**Task statement**
Every line of the material below is to be printed again exactly.
---------- Data provided
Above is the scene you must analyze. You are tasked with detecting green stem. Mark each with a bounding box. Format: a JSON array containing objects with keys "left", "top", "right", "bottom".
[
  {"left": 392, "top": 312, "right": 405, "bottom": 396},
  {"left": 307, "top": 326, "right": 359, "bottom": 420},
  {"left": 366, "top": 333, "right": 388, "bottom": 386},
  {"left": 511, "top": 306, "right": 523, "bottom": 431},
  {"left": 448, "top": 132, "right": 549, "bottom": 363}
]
--------------------
**Response area**
Above is the scene you must analyze. You are tasked with detecting green stem. Mark each with a bounding box. Format: a JSON array containing objects with keys "left", "top", "right", "bottom".
[
  {"left": 392, "top": 312, "right": 405, "bottom": 396},
  {"left": 307, "top": 326, "right": 359, "bottom": 420},
  {"left": 366, "top": 333, "right": 388, "bottom": 386},
  {"left": 511, "top": 306, "right": 523, "bottom": 431},
  {"left": 448, "top": 132, "right": 549, "bottom": 363}
]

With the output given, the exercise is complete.